[Point labeling dataset excerpts]
┌────────

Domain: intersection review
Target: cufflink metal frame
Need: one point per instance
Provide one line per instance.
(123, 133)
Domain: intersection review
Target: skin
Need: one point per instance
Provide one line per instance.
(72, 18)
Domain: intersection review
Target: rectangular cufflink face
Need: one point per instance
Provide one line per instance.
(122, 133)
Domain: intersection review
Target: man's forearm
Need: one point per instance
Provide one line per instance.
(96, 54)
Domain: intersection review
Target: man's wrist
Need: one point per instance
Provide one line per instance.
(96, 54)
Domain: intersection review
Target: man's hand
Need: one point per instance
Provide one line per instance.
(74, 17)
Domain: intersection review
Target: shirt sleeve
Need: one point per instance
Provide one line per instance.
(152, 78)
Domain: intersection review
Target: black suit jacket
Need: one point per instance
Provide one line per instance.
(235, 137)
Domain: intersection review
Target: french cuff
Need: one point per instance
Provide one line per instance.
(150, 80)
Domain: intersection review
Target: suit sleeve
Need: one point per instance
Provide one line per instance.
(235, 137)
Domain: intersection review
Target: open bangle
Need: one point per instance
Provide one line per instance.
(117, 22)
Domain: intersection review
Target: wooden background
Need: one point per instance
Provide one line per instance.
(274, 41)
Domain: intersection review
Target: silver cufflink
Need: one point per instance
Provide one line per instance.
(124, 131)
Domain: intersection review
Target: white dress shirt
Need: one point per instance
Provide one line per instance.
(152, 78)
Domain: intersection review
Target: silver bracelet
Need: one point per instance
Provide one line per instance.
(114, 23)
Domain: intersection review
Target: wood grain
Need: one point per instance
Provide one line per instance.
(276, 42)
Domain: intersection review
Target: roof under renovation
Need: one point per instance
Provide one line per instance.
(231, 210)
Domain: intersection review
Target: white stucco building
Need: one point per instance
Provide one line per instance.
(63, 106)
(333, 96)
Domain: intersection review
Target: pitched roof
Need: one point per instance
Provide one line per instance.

└────────

**Request**.
Retype the listing. Match it exactly.

**Reply**.
Domain: intersection review
Target: cufflink metal frame
Need: one point per instance
Provide one line per instance.
(123, 133)
Domain: intersection review
Target: skin
Need: one point per instance
Provide one line per instance.
(72, 18)
Domain: intersection review
Target: rectangular cufflink face
Need: one point per instance
Provide one line per instance.
(122, 133)
Domain: intersection review
Target: man's forearm
Need: one point per instance
Provide one line per instance.
(96, 54)
Domain: intersection review
Target: man's wrist
Need: one point per instance
Provide one line per instance.
(96, 54)
Domain: intersection review
Target: man's hand
Need: one point per instance
Provide one line per instance.
(74, 17)
Domain: intersection review
Target: shirt sleeve
Need: one point per instance
Provide one line per instance.
(152, 78)
Domain: intersection review
Target: black suit jacket
Need: one point per instance
Provide one line per instance.
(235, 137)
Domain: intersection review
Target: french cuff
Need: one point per instance
Provide one line per instance.
(150, 80)
Domain: intersection review
Target: suit sleeve
Need: one point per instance
Provide one line per instance.
(235, 137)
Domain: intersection review
Target: open bangle
Need: one point per instance
Provide one line per instance.
(117, 22)
Domain: intersection review
Target: wooden background
Need: one point per instance
Provide one line per instance.
(274, 41)
Domain: intersection review
Target: silver cufflink
Need: one point per instance
Provide one line per instance.
(124, 131)
Domain: intersection review
Target: white dress shirt
Need: one point per instance
Provide one line per instance.
(152, 78)
Domain: intersection review
Target: silver bracelet
Need: one point per instance
Provide one line per instance.
(114, 23)
Domain: intersection review
Target: wood grain
Need: one point per instance
Provide one line per instance.
(276, 42)
Domain: intersection review
Target: roof under renovation
Need: one point per instance
Provide one line per instance.
(231, 210)
Domain: intersection review
Target: white stucco building
Need: one point per instance
Provide one line per instance.
(63, 106)
(333, 96)
Domain: intersection review
Target: pitched roof
Need: one point per instance
Provide one line per instance.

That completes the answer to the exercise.